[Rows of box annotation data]
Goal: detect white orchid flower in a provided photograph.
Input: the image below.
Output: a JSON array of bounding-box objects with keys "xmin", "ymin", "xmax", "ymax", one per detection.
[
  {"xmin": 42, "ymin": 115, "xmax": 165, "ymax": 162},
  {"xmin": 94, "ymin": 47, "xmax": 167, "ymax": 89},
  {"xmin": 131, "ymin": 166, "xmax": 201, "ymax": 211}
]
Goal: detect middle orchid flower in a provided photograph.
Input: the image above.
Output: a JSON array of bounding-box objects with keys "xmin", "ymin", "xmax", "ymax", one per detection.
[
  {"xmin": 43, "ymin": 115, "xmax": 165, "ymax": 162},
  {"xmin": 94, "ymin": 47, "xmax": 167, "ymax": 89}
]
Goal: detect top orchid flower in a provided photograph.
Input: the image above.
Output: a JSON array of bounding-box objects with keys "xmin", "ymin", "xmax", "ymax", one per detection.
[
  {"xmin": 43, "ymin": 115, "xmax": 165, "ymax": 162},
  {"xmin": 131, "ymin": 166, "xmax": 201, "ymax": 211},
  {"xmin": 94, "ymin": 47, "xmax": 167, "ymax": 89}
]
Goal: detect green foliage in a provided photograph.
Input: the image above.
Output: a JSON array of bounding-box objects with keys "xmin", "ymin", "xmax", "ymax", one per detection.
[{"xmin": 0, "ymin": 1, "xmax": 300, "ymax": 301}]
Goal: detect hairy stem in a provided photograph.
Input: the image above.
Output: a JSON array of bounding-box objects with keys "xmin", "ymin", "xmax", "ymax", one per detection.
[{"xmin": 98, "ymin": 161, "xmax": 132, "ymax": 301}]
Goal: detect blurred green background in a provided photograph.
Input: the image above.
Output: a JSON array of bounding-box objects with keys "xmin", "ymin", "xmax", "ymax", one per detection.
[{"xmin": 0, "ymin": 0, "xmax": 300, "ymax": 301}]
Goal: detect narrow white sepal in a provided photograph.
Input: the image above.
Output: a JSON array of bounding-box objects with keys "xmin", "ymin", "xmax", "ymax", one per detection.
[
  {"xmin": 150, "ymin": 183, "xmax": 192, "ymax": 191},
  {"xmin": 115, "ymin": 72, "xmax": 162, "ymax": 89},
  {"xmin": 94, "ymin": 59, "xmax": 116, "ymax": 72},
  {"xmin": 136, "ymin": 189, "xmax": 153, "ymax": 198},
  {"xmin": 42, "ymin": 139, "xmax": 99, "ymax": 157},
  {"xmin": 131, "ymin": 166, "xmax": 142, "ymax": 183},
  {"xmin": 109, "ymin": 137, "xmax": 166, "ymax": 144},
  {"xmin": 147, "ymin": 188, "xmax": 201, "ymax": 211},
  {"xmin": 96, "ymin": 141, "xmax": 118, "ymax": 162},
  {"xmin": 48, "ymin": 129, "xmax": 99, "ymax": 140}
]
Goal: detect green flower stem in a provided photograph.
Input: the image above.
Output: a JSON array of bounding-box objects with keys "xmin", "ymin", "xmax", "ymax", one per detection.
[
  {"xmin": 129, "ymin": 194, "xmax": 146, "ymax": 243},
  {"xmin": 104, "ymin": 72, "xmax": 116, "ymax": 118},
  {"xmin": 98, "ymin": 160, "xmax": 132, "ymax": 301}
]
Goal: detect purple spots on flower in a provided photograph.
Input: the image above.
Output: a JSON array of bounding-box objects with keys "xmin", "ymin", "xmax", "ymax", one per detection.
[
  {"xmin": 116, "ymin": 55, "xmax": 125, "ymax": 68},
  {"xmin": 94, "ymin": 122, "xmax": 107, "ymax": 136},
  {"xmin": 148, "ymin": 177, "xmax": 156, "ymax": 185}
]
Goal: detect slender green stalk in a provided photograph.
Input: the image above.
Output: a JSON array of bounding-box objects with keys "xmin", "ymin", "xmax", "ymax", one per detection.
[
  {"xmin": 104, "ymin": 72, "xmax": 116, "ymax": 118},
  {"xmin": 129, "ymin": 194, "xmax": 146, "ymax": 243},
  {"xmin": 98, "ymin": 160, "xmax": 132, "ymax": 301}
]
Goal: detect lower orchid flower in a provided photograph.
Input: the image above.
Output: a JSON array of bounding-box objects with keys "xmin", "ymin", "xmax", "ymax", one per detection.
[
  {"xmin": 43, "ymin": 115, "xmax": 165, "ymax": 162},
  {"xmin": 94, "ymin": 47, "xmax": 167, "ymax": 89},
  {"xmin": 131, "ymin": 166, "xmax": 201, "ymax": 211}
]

### [Problem description]
Count the lines in the items above that contain the string "white", and give only that number.

### [Written reply]
2